22 августа 1767 года Екатерина II издала указ, который гласил, что если кто «недозволенные на помещиков своих челобитные наипаче ее величеству в собственные руки подавать отважится», то и челобитники, и составители челобитных будут наказаны кнутом и сосланы в Нерчинск на вечную каторгу.
Указ лишал крестьянина права жаловаться на помещика ни при каких обстоятельствах.
Крепостное право развращало и самих дворян и помещиков, подрывало их землевладельческое положение. В петровское время свои привилегии и разные преимущества они как бы оплачивали многолетней военной и гражданской службой, для чего обязаны были приобретать необходимые для этого юридические, экономические, политические, военные познания, учить тому же своих детей. У дворян и помещиков были строго регламентированные обязанности перед государством. Освободившись же в начале царствования Екатерины II от обязательной службы, они почувствовали себя на этаком бессрочном досуге, стараясь заполнить его, по замечанию одного историка, плодами чужих умственных и нравственных усилий, цветками заимствованной культуры. Повысился спрос на изящные украшения быта, на эстетические развлечения. И если вступление на престол императрицы Елизаветы было концом немецкого владычества при русском дворе, то при Екатерине II расцвело влияние французское.
Повсюду стали внедряться французские костюмы, манеры, вкусы, моды, литература, театр и язык, увеличился наплыв французских учителей — гувернеров. По воспоминаниям смоленского дворянина, бывшего воспитанника губернского пансиона, «всего успешнее преподавался французский язык, потому что воспитанникам строго запрещено было говорить по-русски; за каждое русское слово, произнесенное воспитанником, его обзывали ферулой из подошвенной кожи».
Упал престиж технического и вообще научного образования. Открытые Петром Великим в Москве и Петербурге две навигационные академические школы, куда по строгому указу о воинской повинности набирались дети помещиков и дворян, потеряли свое прежнее значение и влачили жалкое существование, ибо поступать в них было некому: дворяне не желали давать своим детям навигационного и артиллерийского образования, все воспитание возложили на домашних педагогов-иностранцев.

-- Задание --
Изложите фрагмент о дворянстве при Екатерине II в двух предложениях. Записи представляют собой отдельный материал, не связанный с фрагментом.

-- Предоставленные записи --
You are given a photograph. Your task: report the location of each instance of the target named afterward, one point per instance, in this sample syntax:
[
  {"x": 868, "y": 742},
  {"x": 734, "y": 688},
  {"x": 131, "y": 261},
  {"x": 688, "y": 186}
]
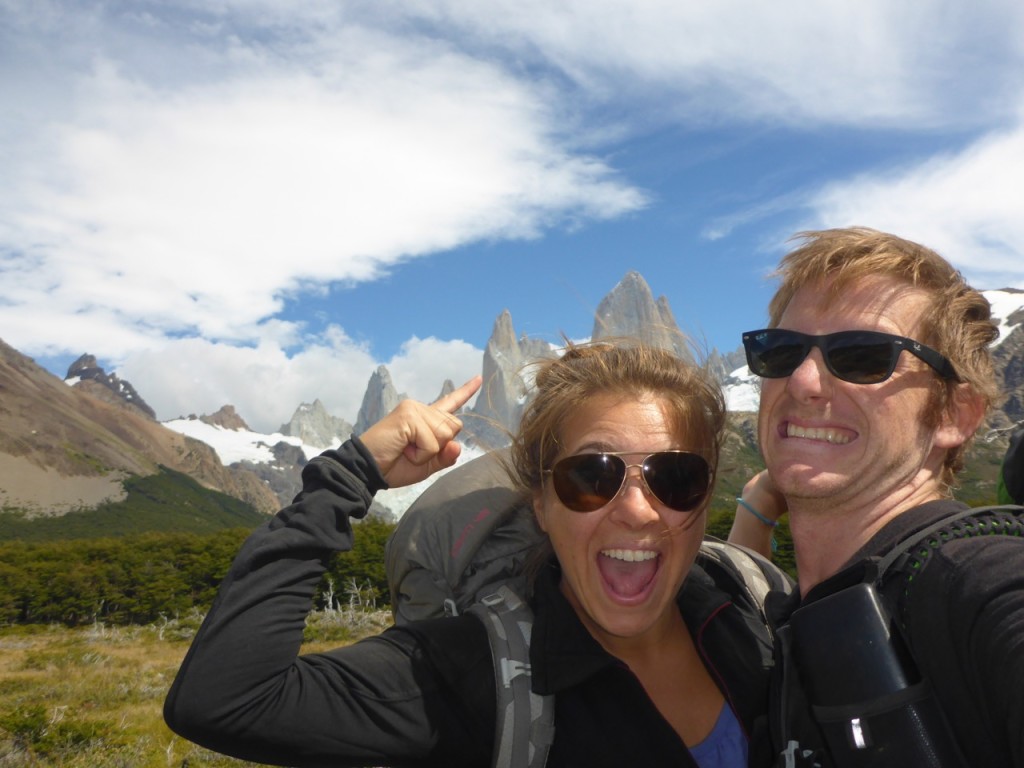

-- Ваше решение --
Указ Екатерины II 1767 года лишил крестьян права жаловаться на помещиков, а дворяне, освобожденные от обязательной службы, заполняли досуг заимствованной культурой, и при Екатерине II расцвело французское влияние. Повсюду распространились французские моды, язык и учителя-гувернеры, тогда как престиж технического и научного образования упал, и навигационные школы Петра Великого потеряли прежнее значение.